**Written instruction**
From the records below, extract every line in which the word "post" appears.

◆ ◆ ◆

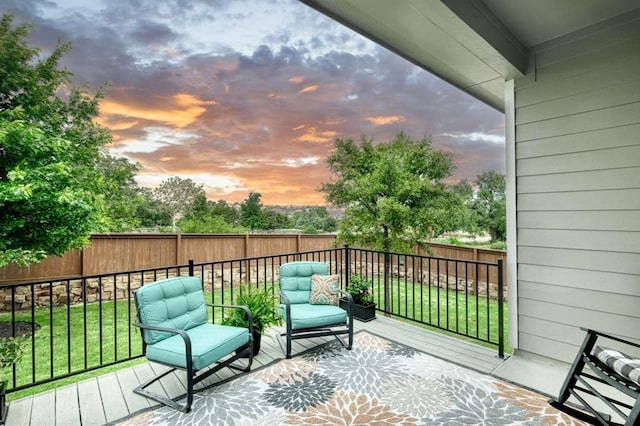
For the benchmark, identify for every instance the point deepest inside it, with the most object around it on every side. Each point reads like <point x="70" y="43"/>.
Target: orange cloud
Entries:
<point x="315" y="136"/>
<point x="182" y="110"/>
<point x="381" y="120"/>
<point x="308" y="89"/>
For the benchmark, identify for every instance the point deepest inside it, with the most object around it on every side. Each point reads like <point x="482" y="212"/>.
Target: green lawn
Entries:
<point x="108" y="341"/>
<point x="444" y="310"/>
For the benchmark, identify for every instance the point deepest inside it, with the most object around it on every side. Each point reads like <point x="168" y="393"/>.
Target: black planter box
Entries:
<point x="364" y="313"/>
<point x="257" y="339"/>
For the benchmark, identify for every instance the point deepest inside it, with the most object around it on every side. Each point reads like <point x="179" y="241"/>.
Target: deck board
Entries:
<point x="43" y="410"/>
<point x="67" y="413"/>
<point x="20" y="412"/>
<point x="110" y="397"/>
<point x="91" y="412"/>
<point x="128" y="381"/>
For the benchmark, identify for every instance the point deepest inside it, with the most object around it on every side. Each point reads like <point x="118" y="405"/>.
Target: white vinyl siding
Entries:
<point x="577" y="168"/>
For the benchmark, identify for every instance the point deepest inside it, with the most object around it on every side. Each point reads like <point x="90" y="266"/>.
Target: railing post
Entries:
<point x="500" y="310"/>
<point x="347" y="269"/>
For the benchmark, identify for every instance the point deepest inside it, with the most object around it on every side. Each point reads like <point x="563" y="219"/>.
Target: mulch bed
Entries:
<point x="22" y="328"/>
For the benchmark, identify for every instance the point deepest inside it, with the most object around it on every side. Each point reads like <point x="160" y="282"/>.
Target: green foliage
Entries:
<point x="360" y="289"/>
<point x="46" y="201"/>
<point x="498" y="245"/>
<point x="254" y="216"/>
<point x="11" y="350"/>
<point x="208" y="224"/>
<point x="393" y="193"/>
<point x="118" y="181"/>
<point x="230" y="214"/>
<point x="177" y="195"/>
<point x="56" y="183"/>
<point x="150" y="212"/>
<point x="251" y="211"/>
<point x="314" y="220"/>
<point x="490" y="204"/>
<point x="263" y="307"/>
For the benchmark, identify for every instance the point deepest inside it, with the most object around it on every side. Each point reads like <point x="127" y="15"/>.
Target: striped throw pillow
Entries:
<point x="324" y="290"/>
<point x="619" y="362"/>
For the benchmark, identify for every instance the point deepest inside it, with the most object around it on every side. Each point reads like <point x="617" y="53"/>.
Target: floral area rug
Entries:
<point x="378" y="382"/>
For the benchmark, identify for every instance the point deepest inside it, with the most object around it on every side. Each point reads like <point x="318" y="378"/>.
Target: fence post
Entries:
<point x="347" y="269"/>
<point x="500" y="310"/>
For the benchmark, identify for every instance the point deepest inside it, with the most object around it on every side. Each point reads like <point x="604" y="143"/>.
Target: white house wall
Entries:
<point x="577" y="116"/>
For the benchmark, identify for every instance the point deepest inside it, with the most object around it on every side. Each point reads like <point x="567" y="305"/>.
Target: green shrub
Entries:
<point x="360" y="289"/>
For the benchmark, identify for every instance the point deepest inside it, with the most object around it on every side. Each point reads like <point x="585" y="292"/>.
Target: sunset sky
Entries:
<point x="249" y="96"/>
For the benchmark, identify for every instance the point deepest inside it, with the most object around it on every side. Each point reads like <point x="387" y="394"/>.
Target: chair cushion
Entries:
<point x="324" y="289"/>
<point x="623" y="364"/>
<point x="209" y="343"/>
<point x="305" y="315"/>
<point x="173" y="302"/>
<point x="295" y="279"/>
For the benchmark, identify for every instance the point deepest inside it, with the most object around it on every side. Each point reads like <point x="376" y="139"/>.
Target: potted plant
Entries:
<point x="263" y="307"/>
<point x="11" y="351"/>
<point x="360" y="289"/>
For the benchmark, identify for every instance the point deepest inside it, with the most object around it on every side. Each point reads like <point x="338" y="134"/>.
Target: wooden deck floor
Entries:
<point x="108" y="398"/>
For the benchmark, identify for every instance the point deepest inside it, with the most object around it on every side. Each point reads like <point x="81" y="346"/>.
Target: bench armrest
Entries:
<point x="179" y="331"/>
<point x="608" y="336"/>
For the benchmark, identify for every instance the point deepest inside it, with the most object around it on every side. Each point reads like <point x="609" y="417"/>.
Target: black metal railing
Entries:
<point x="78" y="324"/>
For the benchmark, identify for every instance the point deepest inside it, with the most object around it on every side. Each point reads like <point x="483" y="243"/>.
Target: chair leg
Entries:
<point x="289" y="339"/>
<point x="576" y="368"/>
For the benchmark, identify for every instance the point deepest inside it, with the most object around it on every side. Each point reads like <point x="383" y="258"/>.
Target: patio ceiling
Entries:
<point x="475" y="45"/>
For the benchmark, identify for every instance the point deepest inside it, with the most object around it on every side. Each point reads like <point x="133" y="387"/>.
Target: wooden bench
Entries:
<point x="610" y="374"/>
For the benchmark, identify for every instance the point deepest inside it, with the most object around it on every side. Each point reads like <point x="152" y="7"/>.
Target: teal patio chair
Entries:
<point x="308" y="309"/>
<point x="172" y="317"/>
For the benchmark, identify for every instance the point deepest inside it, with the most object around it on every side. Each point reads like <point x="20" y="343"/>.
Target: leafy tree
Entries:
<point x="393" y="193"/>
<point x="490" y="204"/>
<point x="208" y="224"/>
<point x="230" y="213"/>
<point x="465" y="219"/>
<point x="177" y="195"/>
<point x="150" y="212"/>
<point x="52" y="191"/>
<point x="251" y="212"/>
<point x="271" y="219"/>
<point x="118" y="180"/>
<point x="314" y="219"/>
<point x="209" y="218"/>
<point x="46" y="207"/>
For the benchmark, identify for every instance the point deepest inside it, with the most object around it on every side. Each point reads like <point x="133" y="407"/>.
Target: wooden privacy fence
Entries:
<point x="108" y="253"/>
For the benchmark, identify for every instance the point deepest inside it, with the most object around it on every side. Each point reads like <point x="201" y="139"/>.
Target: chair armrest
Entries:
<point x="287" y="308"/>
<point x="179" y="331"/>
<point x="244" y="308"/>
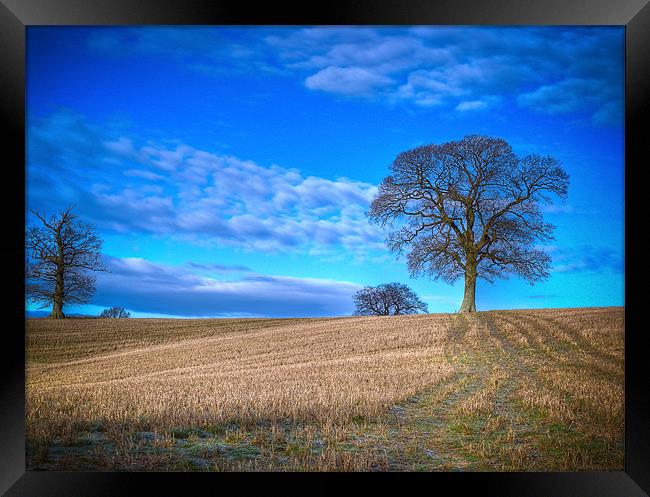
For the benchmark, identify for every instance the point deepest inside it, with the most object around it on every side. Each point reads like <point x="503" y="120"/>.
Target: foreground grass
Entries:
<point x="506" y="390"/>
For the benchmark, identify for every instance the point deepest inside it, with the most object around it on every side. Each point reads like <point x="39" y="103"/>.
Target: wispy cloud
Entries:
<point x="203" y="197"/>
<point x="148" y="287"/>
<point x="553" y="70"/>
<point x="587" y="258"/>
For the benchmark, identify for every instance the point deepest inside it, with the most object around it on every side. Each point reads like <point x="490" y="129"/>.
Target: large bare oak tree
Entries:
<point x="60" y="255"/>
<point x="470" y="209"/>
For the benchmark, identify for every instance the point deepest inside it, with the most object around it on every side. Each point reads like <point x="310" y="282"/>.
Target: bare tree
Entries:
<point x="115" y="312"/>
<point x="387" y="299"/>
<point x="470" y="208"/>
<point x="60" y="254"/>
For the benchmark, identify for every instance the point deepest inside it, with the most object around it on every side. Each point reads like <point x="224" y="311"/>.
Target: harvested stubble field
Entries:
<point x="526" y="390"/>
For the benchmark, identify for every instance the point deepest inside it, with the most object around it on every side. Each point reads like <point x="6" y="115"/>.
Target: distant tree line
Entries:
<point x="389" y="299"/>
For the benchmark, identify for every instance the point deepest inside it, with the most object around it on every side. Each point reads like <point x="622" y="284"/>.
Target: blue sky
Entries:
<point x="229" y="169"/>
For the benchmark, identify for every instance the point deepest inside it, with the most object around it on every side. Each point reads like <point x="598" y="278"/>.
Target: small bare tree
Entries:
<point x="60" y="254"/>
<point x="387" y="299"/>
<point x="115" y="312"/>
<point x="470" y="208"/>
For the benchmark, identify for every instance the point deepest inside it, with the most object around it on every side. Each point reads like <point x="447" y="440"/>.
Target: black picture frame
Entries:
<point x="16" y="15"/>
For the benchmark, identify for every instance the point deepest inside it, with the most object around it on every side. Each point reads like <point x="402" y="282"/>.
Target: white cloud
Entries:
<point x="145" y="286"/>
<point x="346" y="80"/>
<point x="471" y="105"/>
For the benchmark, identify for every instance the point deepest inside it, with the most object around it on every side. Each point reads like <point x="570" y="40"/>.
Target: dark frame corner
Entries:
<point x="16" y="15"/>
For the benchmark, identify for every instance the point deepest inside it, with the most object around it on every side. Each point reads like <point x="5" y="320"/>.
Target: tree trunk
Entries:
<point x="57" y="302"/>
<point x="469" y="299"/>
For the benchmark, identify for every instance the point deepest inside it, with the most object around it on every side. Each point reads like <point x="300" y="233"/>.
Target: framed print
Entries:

◆ ◆ ◆

**Correct output**
Target: railing post
Target: fence post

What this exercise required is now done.